Entries shown:

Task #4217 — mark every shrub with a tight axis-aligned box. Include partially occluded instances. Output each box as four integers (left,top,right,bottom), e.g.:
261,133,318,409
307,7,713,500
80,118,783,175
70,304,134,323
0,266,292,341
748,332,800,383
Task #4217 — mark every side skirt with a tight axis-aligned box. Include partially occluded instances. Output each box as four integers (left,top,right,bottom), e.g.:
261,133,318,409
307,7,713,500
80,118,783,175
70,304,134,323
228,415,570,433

Exercise goal:
Write out, word for word, the line containing "Task #4217 — mark every side" and every line after it to the end of the data above.

Complete response:
Task #4217 — mark every side skirt with a tight axis-aligned box. Include partially occluded instances. Output each box as four integers (left,top,right,bottom), e.g.:
261,133,318,409
307,7,713,500
80,118,783,175
70,304,134,323
228,415,570,433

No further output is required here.